• [Selection]:
Bohack Corp., Matter of

Citation607 F.2d 258,6 B.C.D. 171
Decision Date05 December 1979
Docket NumberD,No. 190,190
Parties, Bankr. L. Rep. P 67,310 In the Matter of The BOHACK CORPORATION, Debtor-in-Possession, SHAW & LEVINE and The Bohack Corporation, Appellees, v. GULF & WESTERN INDUSTRIES, INC., Charles G. Bluhdorn, Don F. Gaston, Martin Davis, Lawrence Levinson, Simpson, Thacher & Bartlett and Nicholas Salgo, Appellants. ocket 79-5023.
CourtU.S. Court of Appeals — Second Circuit

J. Stanley Shaw, Garden City N.Y. (Shaw & Levine, Garden City, N. Y., Jesse I. Levine, William M. Rifkin, Garden City, N. Y., of counsel), for appellees.

Arthur L. Liman, New York City (Paul, Weiss, Rifkind, Wharton & Garrison, Max Gitter, David Elkind, Robert Abrahams, New York City, of counsel), for appellants Gulf & Western Industries, Inc., Charles G. Bluhdorn, Don F. Gaston, Martin Davis and Lawrence Levinson.

Arnold Bauman, New York City (Shearman & Sterling, John T. Klug, New York City, of counsel), for Appellant Simpson, Thacher & Bartlett.

Michael Sullivan, New York City (Moore, Berson, Lifflander & Mewhinney, Earle K. Moore, New York City, of counsel), for appellant Nicholas Salgo.

Harvey Goldstein, Finkel, Goldstein & Berzow, New York City, for Official Creditors Committee.

Otterbourg, Steindler, Houston & Rosen, New York City (Conrad B. Duberstein, New York City, of counsel), for Official Creditors Committee.

Before LUMBARD, SMITH and MULLIGAN, Circuit Judges.

MULLIGAN, Circuit Judge:

This is an appeal from an April 6, 1979 order of the United States District Court for the Eastern District of New York, Chief Judge Jacob Mishler. That order reversed two orders of the Bankruptcy Court, Parente, J., dated May 23, 1978 and October 27, 1978, which had revoked the authority of the appellee, the law firm of Shaw & Levine, to act as special counsel to the Bohack Corporation (Bohack), a debtor-in-possession under Chapter XI of the Bankruptcy Act, 11 U.S.C. §§ 701-799 (1976), to prosecute an action in the New York Supreme Court, Queens County (The Bohack Corporation v. Gulf & Western Industries, Inc., et al., Index No. 159 52/77). Most of the appellants here are the defendants in the pending state action. 1 The order of the district court is hereby reversed.

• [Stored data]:
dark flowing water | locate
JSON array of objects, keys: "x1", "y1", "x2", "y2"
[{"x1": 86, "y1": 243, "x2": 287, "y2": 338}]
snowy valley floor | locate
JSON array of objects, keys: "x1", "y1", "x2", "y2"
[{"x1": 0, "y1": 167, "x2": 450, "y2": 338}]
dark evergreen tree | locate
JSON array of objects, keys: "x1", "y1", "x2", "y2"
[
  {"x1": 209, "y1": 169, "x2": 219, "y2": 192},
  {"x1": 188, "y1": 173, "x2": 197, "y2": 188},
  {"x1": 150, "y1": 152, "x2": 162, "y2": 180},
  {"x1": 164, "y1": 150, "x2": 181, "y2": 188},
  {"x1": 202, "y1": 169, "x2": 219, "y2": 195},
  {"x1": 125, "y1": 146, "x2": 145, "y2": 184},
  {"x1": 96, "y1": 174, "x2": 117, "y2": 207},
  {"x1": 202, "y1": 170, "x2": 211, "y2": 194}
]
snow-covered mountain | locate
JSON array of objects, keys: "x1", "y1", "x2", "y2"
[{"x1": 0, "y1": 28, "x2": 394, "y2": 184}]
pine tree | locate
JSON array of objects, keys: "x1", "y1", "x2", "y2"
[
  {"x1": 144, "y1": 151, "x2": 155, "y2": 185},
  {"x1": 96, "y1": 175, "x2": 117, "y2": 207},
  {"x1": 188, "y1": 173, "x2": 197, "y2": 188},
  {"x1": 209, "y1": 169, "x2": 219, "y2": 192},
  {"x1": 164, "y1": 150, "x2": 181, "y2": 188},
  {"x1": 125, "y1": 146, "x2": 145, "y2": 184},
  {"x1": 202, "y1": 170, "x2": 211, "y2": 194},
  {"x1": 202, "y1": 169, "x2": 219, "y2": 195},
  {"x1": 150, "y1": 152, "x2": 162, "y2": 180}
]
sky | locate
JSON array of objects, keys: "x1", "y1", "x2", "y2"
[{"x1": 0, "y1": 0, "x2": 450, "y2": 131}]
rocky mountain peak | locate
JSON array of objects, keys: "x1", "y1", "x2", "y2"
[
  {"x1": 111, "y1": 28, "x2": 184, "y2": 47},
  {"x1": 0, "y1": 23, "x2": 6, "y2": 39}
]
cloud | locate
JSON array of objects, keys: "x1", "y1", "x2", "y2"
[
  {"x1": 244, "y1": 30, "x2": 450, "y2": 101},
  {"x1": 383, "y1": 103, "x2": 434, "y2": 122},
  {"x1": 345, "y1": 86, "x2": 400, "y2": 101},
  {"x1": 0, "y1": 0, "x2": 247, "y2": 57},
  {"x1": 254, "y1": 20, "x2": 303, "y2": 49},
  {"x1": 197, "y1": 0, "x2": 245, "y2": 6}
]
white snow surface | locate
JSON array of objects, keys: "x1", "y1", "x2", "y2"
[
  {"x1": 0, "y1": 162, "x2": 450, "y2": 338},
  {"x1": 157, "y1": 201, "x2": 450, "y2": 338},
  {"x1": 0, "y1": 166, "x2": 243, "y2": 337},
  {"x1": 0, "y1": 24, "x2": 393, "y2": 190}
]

• [Task brief]: Return the passage of the court opinion from "Arthur L. Liman, New" to "Thacher & Bartlett." word for word.

• [Solution for this task]:
Arthur L. Liman, New York City (Paul, Weiss, Rifkind, Wharton & Garrison, Max Gitter, David Elkind, Robert Abrahams, New York City, of counsel), for appellants Gulf & Western Industries, Inc., Charles G. Bluhdorn, Don F. Gaston, Martin Davis and Lawrence Levinson.

Arnold Bauman, New York City (Shearman & Sterling, John T. Klug, New York City, of counsel), for Appellant Simpson, Thacher & Bartlett.